(Exercise): Nothing but the listing below, retyped exactly, should appear in the answer.

(Stored data):
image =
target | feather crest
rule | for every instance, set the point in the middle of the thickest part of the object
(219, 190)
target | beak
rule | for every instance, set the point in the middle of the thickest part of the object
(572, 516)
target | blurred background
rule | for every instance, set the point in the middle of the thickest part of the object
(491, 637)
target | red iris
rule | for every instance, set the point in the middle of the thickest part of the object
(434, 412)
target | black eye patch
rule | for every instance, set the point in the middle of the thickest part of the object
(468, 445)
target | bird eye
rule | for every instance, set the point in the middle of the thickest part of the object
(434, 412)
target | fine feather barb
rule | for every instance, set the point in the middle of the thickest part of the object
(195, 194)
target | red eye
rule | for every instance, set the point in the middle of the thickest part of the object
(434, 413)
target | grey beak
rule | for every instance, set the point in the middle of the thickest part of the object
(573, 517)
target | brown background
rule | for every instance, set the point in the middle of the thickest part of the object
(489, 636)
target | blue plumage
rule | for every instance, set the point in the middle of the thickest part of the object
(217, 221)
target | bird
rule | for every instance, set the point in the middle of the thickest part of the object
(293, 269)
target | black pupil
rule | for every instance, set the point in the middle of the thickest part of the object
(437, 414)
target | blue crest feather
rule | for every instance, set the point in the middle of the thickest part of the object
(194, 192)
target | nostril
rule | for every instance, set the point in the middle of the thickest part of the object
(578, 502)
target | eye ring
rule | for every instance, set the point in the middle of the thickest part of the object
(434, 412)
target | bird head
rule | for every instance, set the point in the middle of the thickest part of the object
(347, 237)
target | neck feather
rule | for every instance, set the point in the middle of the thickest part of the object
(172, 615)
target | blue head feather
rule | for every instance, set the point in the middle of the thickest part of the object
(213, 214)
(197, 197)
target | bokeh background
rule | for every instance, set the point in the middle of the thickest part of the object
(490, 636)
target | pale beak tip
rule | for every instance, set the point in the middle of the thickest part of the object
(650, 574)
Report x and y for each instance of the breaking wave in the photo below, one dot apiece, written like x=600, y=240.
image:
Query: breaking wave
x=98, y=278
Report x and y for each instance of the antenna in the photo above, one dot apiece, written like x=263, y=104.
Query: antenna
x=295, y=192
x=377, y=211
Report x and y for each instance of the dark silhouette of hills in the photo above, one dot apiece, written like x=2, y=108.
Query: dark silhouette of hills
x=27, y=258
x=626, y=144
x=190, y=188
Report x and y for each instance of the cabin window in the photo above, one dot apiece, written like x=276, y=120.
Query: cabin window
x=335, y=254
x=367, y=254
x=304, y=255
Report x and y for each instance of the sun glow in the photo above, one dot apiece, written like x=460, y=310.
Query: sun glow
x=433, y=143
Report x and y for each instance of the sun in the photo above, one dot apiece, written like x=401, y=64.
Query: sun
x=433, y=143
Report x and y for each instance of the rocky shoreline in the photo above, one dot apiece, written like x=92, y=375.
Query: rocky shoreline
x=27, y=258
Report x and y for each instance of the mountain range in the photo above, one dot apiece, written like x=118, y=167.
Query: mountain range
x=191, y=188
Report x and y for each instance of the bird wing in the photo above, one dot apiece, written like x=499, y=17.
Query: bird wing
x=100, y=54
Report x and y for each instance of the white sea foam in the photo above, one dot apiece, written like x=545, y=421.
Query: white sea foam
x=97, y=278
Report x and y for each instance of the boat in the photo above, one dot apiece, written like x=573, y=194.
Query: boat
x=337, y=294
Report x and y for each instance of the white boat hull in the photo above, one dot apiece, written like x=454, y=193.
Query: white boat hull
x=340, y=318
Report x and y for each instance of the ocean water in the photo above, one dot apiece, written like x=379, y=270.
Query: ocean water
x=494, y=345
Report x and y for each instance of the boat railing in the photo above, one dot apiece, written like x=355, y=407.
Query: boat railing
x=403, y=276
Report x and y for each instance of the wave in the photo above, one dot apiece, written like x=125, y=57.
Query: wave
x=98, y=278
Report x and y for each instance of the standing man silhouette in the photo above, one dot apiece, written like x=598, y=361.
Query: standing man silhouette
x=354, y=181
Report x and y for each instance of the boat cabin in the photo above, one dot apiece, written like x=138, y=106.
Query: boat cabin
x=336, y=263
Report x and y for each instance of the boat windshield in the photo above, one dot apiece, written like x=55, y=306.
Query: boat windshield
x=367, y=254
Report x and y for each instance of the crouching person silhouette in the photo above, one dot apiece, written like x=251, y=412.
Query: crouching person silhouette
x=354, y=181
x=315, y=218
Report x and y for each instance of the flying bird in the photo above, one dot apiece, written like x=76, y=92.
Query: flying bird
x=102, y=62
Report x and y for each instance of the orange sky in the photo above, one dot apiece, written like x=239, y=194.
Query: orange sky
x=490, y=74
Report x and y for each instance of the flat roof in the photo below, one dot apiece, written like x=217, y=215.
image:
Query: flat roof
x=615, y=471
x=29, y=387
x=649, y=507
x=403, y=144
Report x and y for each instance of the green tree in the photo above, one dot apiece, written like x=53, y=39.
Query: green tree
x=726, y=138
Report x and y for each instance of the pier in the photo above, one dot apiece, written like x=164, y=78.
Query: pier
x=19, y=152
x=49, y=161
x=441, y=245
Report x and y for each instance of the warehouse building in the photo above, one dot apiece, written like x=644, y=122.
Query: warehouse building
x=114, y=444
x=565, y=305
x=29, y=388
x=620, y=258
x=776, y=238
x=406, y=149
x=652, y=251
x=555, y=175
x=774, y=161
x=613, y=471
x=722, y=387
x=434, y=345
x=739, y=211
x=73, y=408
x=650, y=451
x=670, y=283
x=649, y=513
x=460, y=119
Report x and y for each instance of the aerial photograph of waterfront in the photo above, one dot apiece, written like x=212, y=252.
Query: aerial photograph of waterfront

(Answer box):
image =
target | feather crest
rule | for every instance, set the point in the middle of the thickest part of the object
(219, 190)
target | beak
rule | for every instance, set the point in the middle of the thickest part of the object
(572, 516)
target | blurred background
rule | for every instance, set the point in the middle of the thickest part of the object
(491, 637)
target | red iris
rule | for every instance, set the point in the middle of the thickest part of the object
(434, 412)
target | black eye patch
rule | for every instance, set the point in the middle of the thickest part of the object
(468, 445)
target | bird eye
rule | for every instance, set the point in the middle of the thickest part of the object
(434, 412)
target | fine feather barb
rule | for every instance, set the point in the middle of the thickest part of the object
(195, 194)
target | red eye
rule | for every instance, set the point in the middle of the thickest part of the object
(434, 413)
target | grey beak
rule | for every instance, set the point in the middle of the thickest part of the object
(573, 517)
target | brown background
rule | for every instance, set the point in the middle of the thickest part of the object
(489, 636)
target | blue plumage
rule | for every instance, set the point in the middle of the thickest part of the object
(217, 221)
target | bird
rule | for every instance, set the point in the middle of the thickest part of the object
(293, 269)
target | black pupil
rule | for every instance, set the point in the middle of the thickest part of the object
(437, 414)
target | blue crest feather
rule | for every instance, set the point in the middle of the thickest part of the object
(194, 192)
target | nostril
rule | for every instance, set the point in the middle of the thickest part of the object
(578, 502)
target | eye ring
rule | for every instance, set the point in the middle of the thickest part of the object
(434, 412)
target | bird head
rule | for every instance, set the point in the middle of the thickest part of the object
(347, 237)
target | neck feather
rule | for every instance, set the point in the middle of the thickest part of the object
(172, 615)
target | blue head feather
rule | for every instance, set the point in the middle of the thickest part of the object
(213, 214)
(197, 197)
target | bokeh background
rule | for every instance, set the point in the middle of the thickest part of the object
(490, 636)
target | pale beak tip
rule | for every instance, set the point in the middle of the thickest part of the object
(650, 574)
Report x and y for each instance of the breaking wave in the photo below, one dot apiece, written like x=600, y=240.
image:
Query: breaking wave
x=98, y=278
Report x and y for each instance of the antenna in the photo above, one dot apiece, written like x=263, y=104.
Query: antenna
x=295, y=192
x=377, y=211
Report x and y for each instance of the dark silhouette of hills in the photo above, one dot apiece, written like x=2, y=108.
Query: dark silhouette of hills
x=27, y=258
x=626, y=144
x=190, y=188
Report x and y for each instance of the cabin window in the photo above, one dot apiece, written like x=276, y=120.
Query: cabin window
x=335, y=254
x=367, y=254
x=304, y=255
Report x and y for each instance of the sun glow in the photo above, one dot apiece, written like x=460, y=310.
Query: sun glow
x=433, y=143
Report x and y for each instance of the sun in the photo above, one dot apiece, written like x=401, y=64.
Query: sun
x=433, y=143
Report x and y for each instance of the rocky shoreline in the photo above, one dot apiece, written like x=92, y=375.
Query: rocky shoreline
x=27, y=258
Report x and y for each instance of the mountain range in the photo above, one dot apiece, written like x=118, y=167.
Query: mountain range
x=191, y=188
Report x and y for each instance of the bird wing in the photo above, one dot apiece, written like x=499, y=17.
Query: bird wing
x=100, y=54
Report x and y for each instance of the white sea foam in the photo above, one dot apiece, written like x=545, y=421.
Query: white sea foam
x=97, y=278
Report x and y for each instance of the boat in the photo above, one dot apiece, written like x=573, y=194.
Query: boat
x=337, y=294
Report x and y for each instance of the white boat hull in the photo above, one dot apiece, written like x=454, y=193.
Query: white boat hull
x=340, y=318
Report x and y for each instance of the ocean water in the photo above, one dot apiece, written like x=379, y=270.
Query: ocean water
x=494, y=345
Report x and y for each instance of the boat railing in the photo above, one dot apiece, written like x=355, y=407.
Query: boat railing
x=403, y=276
Report x and y for each instance of the wave in the photo above, one dot apiece, written like x=125, y=57.
Query: wave
x=98, y=278
Report x and y for each instance of the standing man silhouette in the photo above, one dot apiece, written like x=598, y=361.
Query: standing man silhouette
x=354, y=181
Report x and y for each instance of the boat cabin in the photo above, one dot apiece, written like x=138, y=106.
Query: boat cabin
x=336, y=263
Report x and y for each instance of the boat windshield in the photo above, one dot apiece, written like x=55, y=306.
Query: boat windshield
x=367, y=254
Report x and y for each instance of the crouching person silhouette in the photo above, one dot apiece, written like x=251, y=412.
Query: crouching person silhouette
x=354, y=181
x=315, y=218
Report x and y for each instance of the flying bird in the photo above, one dot apiece, written like x=76, y=92.
Query: flying bird
x=102, y=62
Report x and y for each instance of the orange sky in the photo above, one dot apiece, written like x=239, y=194.
Query: orange sky
x=490, y=74
Report x and y for each instance of the flat roof in the photo below, one dot apiece, written like x=217, y=215.
image:
Query: flat roof
x=615, y=471
x=29, y=387
x=649, y=507
x=403, y=144
Report x and y for each instance of the green tree in the photo above, one dot apiece, written like x=53, y=39.
Query: green tree
x=726, y=138
Report x and y for each instance of the pier in the photo above, one dot apiece, written like x=164, y=78.
Query: pier
x=19, y=152
x=49, y=161
x=441, y=245
Report x and y for each instance of the warehouse building in the photo above, one dot apiece, written like x=644, y=122.
Query: warehouse building
x=114, y=444
x=565, y=305
x=29, y=388
x=620, y=258
x=776, y=238
x=406, y=149
x=652, y=251
x=555, y=175
x=774, y=161
x=613, y=471
x=722, y=387
x=434, y=345
x=739, y=211
x=73, y=408
x=650, y=451
x=670, y=283
x=649, y=513
x=460, y=119
Report x and y for each instance of the aerial photograph of waterfront in the photo above, one dot apiece, written like x=212, y=252.
Query: aerial photograph of waterfront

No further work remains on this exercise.